# SUPPLIED DATA:
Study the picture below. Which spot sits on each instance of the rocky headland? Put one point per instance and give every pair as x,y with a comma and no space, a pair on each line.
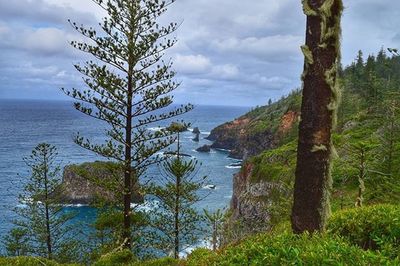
89,183
249,137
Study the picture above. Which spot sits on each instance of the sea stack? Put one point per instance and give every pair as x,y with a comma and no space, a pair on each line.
87,183
205,148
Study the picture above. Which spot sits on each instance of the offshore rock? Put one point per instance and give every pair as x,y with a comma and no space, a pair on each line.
89,183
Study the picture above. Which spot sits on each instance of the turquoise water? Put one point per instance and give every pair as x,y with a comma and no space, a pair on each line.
24,124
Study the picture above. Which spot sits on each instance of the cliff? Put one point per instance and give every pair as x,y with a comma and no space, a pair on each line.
88,183
261,129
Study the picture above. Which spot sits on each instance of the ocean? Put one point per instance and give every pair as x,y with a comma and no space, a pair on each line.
25,123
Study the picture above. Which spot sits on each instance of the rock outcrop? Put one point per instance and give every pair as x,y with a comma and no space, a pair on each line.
205,148
196,131
89,182
245,203
237,137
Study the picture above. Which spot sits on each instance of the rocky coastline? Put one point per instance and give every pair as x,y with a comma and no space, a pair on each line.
89,183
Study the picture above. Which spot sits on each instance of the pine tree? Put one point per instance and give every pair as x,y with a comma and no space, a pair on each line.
127,86
42,218
319,104
176,222
215,221
16,242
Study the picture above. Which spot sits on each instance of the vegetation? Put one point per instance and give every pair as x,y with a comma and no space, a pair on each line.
125,86
42,227
129,87
176,223
321,95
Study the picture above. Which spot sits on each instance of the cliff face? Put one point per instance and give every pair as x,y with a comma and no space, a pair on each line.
89,182
235,136
261,129
259,138
244,203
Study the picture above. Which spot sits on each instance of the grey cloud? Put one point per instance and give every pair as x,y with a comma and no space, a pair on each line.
241,51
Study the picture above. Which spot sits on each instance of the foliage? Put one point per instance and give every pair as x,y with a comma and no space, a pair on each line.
42,223
176,224
27,261
126,86
16,242
289,249
122,257
215,221
374,227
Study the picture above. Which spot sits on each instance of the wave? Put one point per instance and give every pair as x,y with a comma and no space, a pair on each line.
147,206
75,205
233,167
205,243
213,187
223,150
155,128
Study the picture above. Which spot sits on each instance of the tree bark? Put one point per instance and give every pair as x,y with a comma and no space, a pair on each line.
128,165
318,112
177,209
46,203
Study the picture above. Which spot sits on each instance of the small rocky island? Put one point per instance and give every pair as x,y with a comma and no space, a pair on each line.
87,183
205,148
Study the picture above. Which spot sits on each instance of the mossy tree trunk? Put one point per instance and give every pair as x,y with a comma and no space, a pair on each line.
318,115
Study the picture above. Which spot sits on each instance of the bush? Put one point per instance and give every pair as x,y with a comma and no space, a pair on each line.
375,227
26,261
290,249
124,257
198,255
158,262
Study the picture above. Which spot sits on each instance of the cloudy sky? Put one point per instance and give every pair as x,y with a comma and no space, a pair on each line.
230,52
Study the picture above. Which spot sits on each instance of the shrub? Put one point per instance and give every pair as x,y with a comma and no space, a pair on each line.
123,257
26,261
289,249
158,262
374,227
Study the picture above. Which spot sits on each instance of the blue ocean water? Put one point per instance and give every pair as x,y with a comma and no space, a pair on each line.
25,123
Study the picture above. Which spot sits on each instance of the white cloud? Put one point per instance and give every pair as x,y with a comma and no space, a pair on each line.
192,64
235,49
268,48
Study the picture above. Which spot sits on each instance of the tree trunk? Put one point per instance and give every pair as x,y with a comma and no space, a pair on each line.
318,113
128,167
177,209
46,206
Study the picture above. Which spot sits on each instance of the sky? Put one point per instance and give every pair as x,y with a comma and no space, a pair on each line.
229,52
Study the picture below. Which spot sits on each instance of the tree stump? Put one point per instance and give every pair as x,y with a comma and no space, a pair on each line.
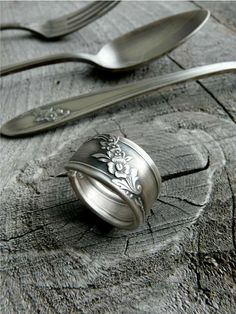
58,257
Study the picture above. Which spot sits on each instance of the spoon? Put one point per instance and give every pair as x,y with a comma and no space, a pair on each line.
133,49
57,113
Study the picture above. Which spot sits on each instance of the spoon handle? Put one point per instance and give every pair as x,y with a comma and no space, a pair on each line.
50,59
57,113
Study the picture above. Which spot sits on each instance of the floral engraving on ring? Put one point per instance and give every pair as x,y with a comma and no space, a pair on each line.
126,177
51,114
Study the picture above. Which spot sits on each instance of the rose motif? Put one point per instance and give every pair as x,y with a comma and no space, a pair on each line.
125,176
119,168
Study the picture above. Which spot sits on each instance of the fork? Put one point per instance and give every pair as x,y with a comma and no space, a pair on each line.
66,24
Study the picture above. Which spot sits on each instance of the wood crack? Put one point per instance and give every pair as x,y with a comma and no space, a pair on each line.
233,225
213,16
186,172
21,235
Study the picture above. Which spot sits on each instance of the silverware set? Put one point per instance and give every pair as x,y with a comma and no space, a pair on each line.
127,52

# TASK TO COMPLETE:
Reproduce all of the material above word for word, leaving out the pictures.

# COMPLETE ANSWER:
Study the picture below. Which spot sits on each instance of the rocky headland? Put one point per instance and give every pair as x,y with a comma and no space, a pair on each line.
89,183
249,137
Study the picture above. Which spot sits on each instance of the sea stack? Put one point per instance and give every pair as x,y with a comma and no space, a pair on each line.
87,183
205,148
Study the picture above. Which spot sits on each instance of the offshore rock? Put one point per instance and give every pair as x,y with a comma and no space, a pair on each line.
89,183
Study the picture above. Which spot sits on each instance of the turquoise water? Put one point per instance and give every pair as x,y with a comma and no space, a pair on each line.
24,124
Study the picture above. Which spot sits on each instance of the cliff? Put one point per instance and give every pair as x,y with a comma and no space, a pair on each line.
88,183
261,129
Study the picture above. Which spot sits on each instance of the ocean? Put one point per instance and give every pair as x,y with a comma and no space, a pair on each line.
25,123
Study the picture above. Which spot sits on each instance of the rock outcrop? Put one point per instance and give every pair as x,y with a comma and no space, a pair on each line.
205,148
196,131
89,182
245,203
237,137
Study the picture above. Which spot sits on each instance of the rocky coastline? Put one point per instance and give every pair as x,y with a comma and no space, a pair on each line.
89,183
Study the picture above. Which spot sits on each instance of the pine tree? Put one point per instance and give every pair as x,y with a comma and no space, a pair on each line.
127,86
42,218
319,104
176,222
215,221
16,242
Study the picture above. Which spot sits on each instance of the vegetation? Put one point per instance and give every pair as x,y with a comma and no space, a pair on each line.
125,86
42,227
129,87
176,223
321,95
Study the picture above. Which spot sits on each instance of the cliff face? Put one point per instance and give every pair as x,y with a comma and no space, a pair on each line.
89,182
235,136
261,129
259,138
244,203
Study the picture above. Which spot sits on each instance of the grey cloud? Put one point per instance and give every pair as x,y with a comma and no space, a pair on each line.
241,51
Study the picture above. Which spot sits on each instance of the foliage? Put one point per instance and give every pair as x,y with a comma and no space, a pair on each line.
42,223
176,224
27,261
126,86
16,242
289,249
122,257
215,221
374,227
Study the picture above. Which spot sits on each instance of the wave? Put one point per instance and give every pair as x,y with a comma and no space, a pair on each line.
147,206
75,205
233,167
205,243
213,187
223,150
155,128
Study the picture above. Which spot sits on each instance of the tree bark? Put one point per instance and give every pair as x,y with a comma and no space, a pair on each line.
128,165
318,112
177,209
46,203
Study the picture above. Which spot sits on each instance of the small rocky island? Put one point per instance and give every pair as x,y with a comma and no space, a pair on each line.
87,183
205,148
Study the picture above. Which spot sits on each instance of the mossy tree trunk? Put one point per instance and give every pair as x,y with a comma and no space, a pair on each line.
318,115
Study the picture above. Which spot sits on each instance of the bush? Put one point per instance and give every pair as x,y with a comma and no space, a pair on each line.
375,227
26,261
290,249
124,257
198,255
158,262
Study the picture above. Which spot sits on each instance of the cloudy sky? Put one point per instance and give every pair as x,y with a comma and no space, a pair on each line.
230,52
Study the picture above. Which spot sits on each instance of the shrub? Put one point per instance and give every pair as x,y with a comma and no space, a pair on each line.
123,257
26,261
289,249
158,262
374,227
Study the picture above. Which spot sits on each instance of the blue ocean water? Put one point per instance and give every pair as x,y with a comma and no space, a pair on each line.
25,123
Study the picture above. Which spot sits on each instance of the white cloud? Put one point per instance and give every pair as x,y with a comma and no space, a pair on each line.
192,64
235,49
268,48
Study the picture above. Which spot sits on each instance of the tree trunk? Put one point per instance and give every pair as x,y with a comma and no space, a pair on each line.
318,113
128,167
177,209
46,206
Study the picture above. Which spot sits on each instance of the sky? Put one point per instance and give every pair as x,y with a comma and no space, a pair on each line.
229,52
Study the picture below. Which spot sits on each instance of the tree stump? Put one point per instance and give every pair as x,y with a comma and no space, a pair on each line.
58,257
Study the picture above. Which spot sits on each instance of the spoon? Put one point per instance and give every pair as x,y with a comma and no space, a pair on each line.
133,49
57,113
Study the picture above. Which spot sits on each instance of the spoon handle? Put one point per instance and give every pair as x,y with a comma and no space, a pair on each line.
50,59
57,113
Study the picture above. Which spot sits on each instance of the floral engraving on ring? Put one point per instance and give every pair as x,y with a comma and no space, a pair on each line.
126,177
51,114
Study the picture above. Which spot sits on each instance of the rose motif? Put one point per instance and give every pair as x,y with a comma and no space, a pair on each line.
125,176
119,168
Study the picture above. Which spot sits on each instance of the fork? Put one point per instance and give every pair as x,y with a comma and no space, a pair on each line.
66,24
Study the picture above. Which spot sits on each instance of the wood crack? Put one point per instance and give every pair as x,y with a comma and no space, a pair on each line.
233,225
213,16
186,172
21,235
Study the picture above. Which spot sits on each instance of the silverware set? Put one point per instance and give every pair as x,y with a comma and no space, a pair on each line.
127,52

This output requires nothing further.